[start of Source extract]
[HN Gopher] Debugging operating systems with time-traveling virt...
       ___________________________________________________________________
        
       Debugging operating systems with time-traveling virtual machines
       [pdf]
        
       Author : Intralexical
       Score  : 41 points
       Date   : 2024-08-18 18:28 UTC (4 hours ago)
        
 (HTM) web link (www.usenix.org)
 (TXT) w3m dump (www.usenix.org)
        
       | Intralexical wrote:
       | Abstract:                  Operating systems are difficult to
       | debug with traditional cyclic debugging. They are non-
       | deterministic; they run for long periods of time; they interact
       | directly with hard-ware devices; and their state is easily
       | perturbed by the act of debugging. This paper describes a time-
       | traveling virtual machine that overcomes many of the difficulties
       | associated with debugging operating systems. Time travel enables
       | a programmer to navigate backward and forward arbitrarily through
       | the execution history of a particular run and to replay arbitrary
       | segments of the past execution. We integrate time travel into a
       | general-purpose debugger to enable a programmer to debug an OS in
       | reverse, implementing commands such as reverse breakpoint,
       | reverse watchpoint, and reverse single step. The space and time
       | overheads needed to support time travel are reasonable for
       | debugging, and movements in time are fast enough to support
       | interactive debugging. We demonstrate the value of our time-
       | traveling virtual machine by using it to understand and fix
       | several OS bugs that are difficult to find with standard
       | debugging tools. Reverse debugging is especially helpful in
       | finding bugs that are fragile due to non-determinism, bugs in
       | device drivers, bugs that require long runs to trigger, bugs that
       | corrupt the stack, and bugs that are detected after the relevant
       | stack frame is popped.
       | 
       | Related work:
       | 
       | "ConSnap: Taking continuous snapshots for running state
       | protection of virtual machines"
       | 
       | https://web.archive.org/web/20151014000129id_/http://act.bua...
       | ...In this paper, we present ConSnap, a system designed to enable
       | taking fine-grained continuous snapshots of virtual machines...
[end of Source extract]
[start of Listed entries]
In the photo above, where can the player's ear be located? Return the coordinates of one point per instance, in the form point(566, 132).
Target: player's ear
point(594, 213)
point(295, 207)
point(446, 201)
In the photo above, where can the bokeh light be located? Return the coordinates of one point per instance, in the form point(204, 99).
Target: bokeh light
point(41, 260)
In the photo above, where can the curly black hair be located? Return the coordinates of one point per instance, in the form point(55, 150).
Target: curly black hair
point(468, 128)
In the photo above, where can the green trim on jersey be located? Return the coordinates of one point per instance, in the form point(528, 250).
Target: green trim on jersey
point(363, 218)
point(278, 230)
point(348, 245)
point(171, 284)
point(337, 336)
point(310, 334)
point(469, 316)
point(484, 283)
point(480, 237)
[end of Listed entries]
Copy the time-traveling virtual machines thread word for word from "[HN Gopher] Debugging" to "(4 hours ago)".

## Task output
[HN Gopher] Debugging operating systems with time-traveling virt...
       ___________________________________________________________________
        
       Debugging operating systems with time-traveling virtual machines
       [pdf]
        
       Author : Intralexical
       Score  : 41 points
       Date   : 2024-08-18 18:28 UTC (4 hours ago)